§ **Page extract**:
begin
Hey, thanx for all the comments! Well, I don't know what their flight is like since I never fly them out of their loft, which by the way isn't that big to assess their abilities in flying either.

Marcos


----------



## logangrmnr (Jul 14, 2010)

Marcos, Those are some nice looking Budas. they look like my buda helmet cross that I got from Trees Grey. But he is black.


----------



## PigeonVilla (Dec 8, 2010)

very nice looking birds from start to finish


----------



## Marcos Montes (Oct 24, 2007)

PigeonVilla said:


> very nice looking birds from start to finish


Thank you! 

They don't seem to be quite usual to be seen in this forum, being it that the short-faced type has gained many enthusiasts, and I thought you might all like to take a look at them!


----------



## Marcos Montes (Oct 24, 2007)
end
§ **Data rows**:
begin
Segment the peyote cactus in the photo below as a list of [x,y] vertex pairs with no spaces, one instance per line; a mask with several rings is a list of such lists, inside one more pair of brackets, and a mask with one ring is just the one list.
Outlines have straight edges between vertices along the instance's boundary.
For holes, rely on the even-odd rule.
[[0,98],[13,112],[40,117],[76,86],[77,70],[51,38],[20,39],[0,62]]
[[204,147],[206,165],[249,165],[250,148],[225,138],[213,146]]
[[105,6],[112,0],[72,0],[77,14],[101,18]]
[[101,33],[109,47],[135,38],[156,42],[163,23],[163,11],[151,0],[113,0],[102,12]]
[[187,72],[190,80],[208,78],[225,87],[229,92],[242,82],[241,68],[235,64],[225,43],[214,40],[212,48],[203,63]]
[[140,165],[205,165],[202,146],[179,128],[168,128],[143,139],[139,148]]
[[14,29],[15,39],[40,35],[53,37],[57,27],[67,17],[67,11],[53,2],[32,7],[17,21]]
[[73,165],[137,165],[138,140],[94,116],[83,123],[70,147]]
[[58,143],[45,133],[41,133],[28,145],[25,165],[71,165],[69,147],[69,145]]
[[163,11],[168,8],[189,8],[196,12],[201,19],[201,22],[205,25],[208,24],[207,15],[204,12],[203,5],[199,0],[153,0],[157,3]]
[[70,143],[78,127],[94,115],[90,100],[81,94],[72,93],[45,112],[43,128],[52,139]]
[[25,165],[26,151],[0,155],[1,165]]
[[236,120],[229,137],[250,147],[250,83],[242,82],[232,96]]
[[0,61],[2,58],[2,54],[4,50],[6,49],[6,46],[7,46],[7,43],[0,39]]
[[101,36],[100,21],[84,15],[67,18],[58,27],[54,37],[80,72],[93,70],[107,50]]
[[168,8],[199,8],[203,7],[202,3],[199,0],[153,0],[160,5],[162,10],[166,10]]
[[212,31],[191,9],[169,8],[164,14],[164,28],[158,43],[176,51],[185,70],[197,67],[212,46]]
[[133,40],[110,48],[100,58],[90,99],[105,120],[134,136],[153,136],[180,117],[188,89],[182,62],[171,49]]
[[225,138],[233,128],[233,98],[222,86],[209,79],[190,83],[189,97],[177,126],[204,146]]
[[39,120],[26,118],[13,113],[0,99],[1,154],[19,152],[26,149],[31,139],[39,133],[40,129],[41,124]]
end
begin
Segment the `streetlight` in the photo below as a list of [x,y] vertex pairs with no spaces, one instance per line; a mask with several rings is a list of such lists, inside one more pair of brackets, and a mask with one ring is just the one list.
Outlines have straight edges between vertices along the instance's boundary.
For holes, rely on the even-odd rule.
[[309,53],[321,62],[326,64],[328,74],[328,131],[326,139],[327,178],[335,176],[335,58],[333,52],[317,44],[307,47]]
end
begin
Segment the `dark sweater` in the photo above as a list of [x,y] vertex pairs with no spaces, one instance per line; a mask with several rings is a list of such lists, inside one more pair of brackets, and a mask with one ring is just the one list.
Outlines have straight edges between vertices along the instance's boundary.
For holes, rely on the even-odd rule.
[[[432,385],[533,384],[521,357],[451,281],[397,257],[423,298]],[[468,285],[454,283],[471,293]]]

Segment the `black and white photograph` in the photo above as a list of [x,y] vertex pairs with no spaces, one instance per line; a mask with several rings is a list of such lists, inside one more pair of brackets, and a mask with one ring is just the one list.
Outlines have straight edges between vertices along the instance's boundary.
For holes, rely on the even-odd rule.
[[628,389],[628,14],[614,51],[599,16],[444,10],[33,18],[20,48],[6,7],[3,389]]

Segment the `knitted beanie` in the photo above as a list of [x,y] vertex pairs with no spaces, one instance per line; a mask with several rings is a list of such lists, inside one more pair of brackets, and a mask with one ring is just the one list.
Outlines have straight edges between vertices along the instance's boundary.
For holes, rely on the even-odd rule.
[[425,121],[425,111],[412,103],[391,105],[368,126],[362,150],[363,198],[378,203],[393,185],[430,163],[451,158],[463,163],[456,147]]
end
§ **Your objective**: Write the next part of the forum thread about Marcos's Buda pigeons, picking up after its final line. The items were gathered from a separate source.

§ **Answer for this exercise**:
logangrmnr said:


> Marcos, Those are some nice looking Budas. they look like my buda helmet cross that I got from Trees Grey. But he is black.


And won't you post a picture of it? I'd love to take a look!


----------



## logangrmnr (Jul 14, 2010)

Here is the link to my buda mix. On of the best foster parent I have. Holds his own against any of my racing pigeons.
http://picasaweb.google.com/109999536433400302236/MyBuda#
Logangrmnr


----------



## Marcos Montes (Oct 24, 2007)

He's lovely! Congrats!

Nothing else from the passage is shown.